- **Work required**: Please count the lines in the listing below that contain the word "person", and reply with that number alone.

- **Dataset records**:

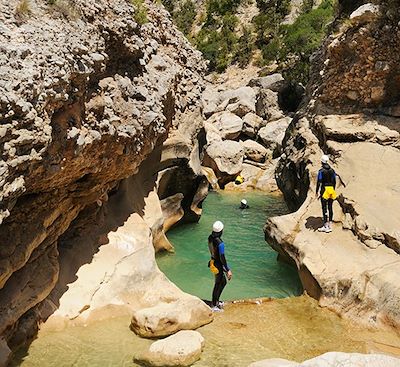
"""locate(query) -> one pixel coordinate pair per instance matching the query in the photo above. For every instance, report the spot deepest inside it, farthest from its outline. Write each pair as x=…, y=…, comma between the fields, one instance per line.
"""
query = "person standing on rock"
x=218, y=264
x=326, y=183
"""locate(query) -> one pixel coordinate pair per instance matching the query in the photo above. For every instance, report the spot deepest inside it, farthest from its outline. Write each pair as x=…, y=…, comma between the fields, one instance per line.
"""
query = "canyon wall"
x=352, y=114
--
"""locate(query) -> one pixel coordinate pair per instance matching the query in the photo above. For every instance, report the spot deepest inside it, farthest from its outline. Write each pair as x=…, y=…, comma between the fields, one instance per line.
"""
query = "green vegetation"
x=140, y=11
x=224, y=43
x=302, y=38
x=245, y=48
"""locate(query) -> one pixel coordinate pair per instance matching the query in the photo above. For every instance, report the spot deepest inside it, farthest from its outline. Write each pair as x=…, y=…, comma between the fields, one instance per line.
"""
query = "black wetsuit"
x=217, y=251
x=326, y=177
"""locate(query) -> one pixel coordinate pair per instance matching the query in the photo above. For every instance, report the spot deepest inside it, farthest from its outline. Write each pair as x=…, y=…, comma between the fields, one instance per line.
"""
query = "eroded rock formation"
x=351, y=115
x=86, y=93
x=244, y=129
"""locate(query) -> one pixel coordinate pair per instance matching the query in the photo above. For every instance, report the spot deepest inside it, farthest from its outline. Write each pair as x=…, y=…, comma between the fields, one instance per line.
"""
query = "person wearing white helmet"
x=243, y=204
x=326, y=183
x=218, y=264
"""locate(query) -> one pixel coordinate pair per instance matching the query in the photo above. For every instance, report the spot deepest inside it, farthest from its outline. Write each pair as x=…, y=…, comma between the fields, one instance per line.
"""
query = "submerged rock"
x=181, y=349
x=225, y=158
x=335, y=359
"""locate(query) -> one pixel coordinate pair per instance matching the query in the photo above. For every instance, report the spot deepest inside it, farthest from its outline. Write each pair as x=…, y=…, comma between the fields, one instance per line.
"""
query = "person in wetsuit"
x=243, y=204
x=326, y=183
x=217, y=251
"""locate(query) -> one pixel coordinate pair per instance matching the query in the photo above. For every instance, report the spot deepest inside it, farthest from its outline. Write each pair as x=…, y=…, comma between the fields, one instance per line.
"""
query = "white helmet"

- **Solution to the exercise**: 3